**Task to complete:** Write the material out again in full, exactly.

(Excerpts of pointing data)

☆ ☆ ☆ ☆

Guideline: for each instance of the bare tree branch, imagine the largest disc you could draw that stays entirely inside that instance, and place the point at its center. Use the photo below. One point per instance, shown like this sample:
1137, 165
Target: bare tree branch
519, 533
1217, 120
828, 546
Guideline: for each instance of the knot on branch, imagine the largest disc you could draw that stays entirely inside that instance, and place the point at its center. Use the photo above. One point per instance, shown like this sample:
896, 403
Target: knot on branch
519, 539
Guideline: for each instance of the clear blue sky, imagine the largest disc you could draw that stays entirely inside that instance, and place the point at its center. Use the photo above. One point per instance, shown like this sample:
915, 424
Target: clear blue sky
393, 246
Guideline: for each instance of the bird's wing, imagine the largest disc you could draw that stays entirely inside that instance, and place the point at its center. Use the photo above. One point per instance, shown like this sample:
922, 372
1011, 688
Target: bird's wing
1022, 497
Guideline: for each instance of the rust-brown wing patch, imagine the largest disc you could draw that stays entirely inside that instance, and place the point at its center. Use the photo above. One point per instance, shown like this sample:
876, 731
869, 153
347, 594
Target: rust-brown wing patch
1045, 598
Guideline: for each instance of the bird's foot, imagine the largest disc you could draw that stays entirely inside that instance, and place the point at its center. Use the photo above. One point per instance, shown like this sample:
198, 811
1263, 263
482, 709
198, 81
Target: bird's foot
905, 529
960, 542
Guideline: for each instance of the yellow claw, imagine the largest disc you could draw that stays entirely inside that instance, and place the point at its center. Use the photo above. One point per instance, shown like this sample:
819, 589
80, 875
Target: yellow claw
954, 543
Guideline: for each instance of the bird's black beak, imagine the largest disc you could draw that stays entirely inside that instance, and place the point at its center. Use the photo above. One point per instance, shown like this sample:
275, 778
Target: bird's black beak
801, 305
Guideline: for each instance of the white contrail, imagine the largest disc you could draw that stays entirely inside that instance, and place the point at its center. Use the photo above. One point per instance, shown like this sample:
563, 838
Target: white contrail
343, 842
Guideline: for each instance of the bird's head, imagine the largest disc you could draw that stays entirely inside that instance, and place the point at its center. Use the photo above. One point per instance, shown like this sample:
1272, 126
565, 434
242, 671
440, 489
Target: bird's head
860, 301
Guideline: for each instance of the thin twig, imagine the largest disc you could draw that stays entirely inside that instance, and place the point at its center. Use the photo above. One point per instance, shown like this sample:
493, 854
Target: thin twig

☆ ☆ ☆ ☆

**The response:**
Guideline: for each instance of the bare tree branch, imagine the largest disc you could draw that stays entirely inside that instance, and place the point at its center. Use the photo below. One point per instance, shown like this sample:
1137, 165
Target: bare tree branch
519, 533
1217, 120
828, 546
Guideline: for each instance of the knot on branch, imagine the largest disc you could draw that stays entirely inside that instance, and place the point at its center. Use the photo above. One point per instance, shown like this sample:
896, 403
Target: knot on branch
519, 539
Guideline: for each instance of the clear blue sky, imagine the largest disc you could draw that stays entirely inside that instance, and place the point at its center. Use the photo above. One point per instance, shown like this sample:
915, 424
Target: clear blue sky
393, 246
Guideline: for each instance of the bird's wing, imagine the largest disc you could draw that stays entirely inside that instance, and place the point at its center. Use the photo above. One point per instance, shown like this sample:
922, 372
1011, 688
Target: bird's wing
1022, 497
Guideline: for each instance of the rust-brown wing patch, imagine the largest disc you could draw that stays entirely inside that instance, and place the point at its center. Use the photo above. One point per instance, shown like this sample:
876, 731
869, 153
347, 594
Target: rust-brown wing patch
1045, 598
Guideline: for each instance of the bird's foot, imagine the largest disc you could draw that stays entirely inside that instance, and place the point at its center. Use the photo above. One point per instance, shown like this sample:
198, 811
1263, 263
482, 709
198, 81
Target: bird's foot
905, 529
960, 542
Guideline: for each instance of the yellow claw, imagine the largest disc you could draw that stays entirely inside that instance, and place the point at its center. Use the photo above. One point per instance, shown like this sample:
819, 589
80, 875
Target: yellow claw
954, 543
Guideline: for each instance of the bird's black beak, imagine the largest disc you could draw that stays entirely inside that instance, and place the point at its center. Use the photo above. One point per instance, shown like this sample:
275, 778
Target: bird's black beak
801, 305
Guideline: for each instance of the white contrail, imagine the largest disc you could draw that stays entirely inside that instance, and place the point at its center. Use the photo above. One point per instance, shown like this sample:
563, 838
Target: white contrail
343, 842
Guideline: for each instance of the bird's head, imagine the largest disc you could draw that stays entirely inside that instance, and place the point at its center. Use the photo above. One point per instance, shown like this sample:
1272, 126
565, 434
242, 671
440, 489
Target: bird's head
860, 301
Guideline: for each instance of the thin twig, imagine the largest disc you could draw that stays entirely inside that instance, and place the point at its center. Use the photo above. One point per instance, shown like this sample:
493, 854
Target: thin twig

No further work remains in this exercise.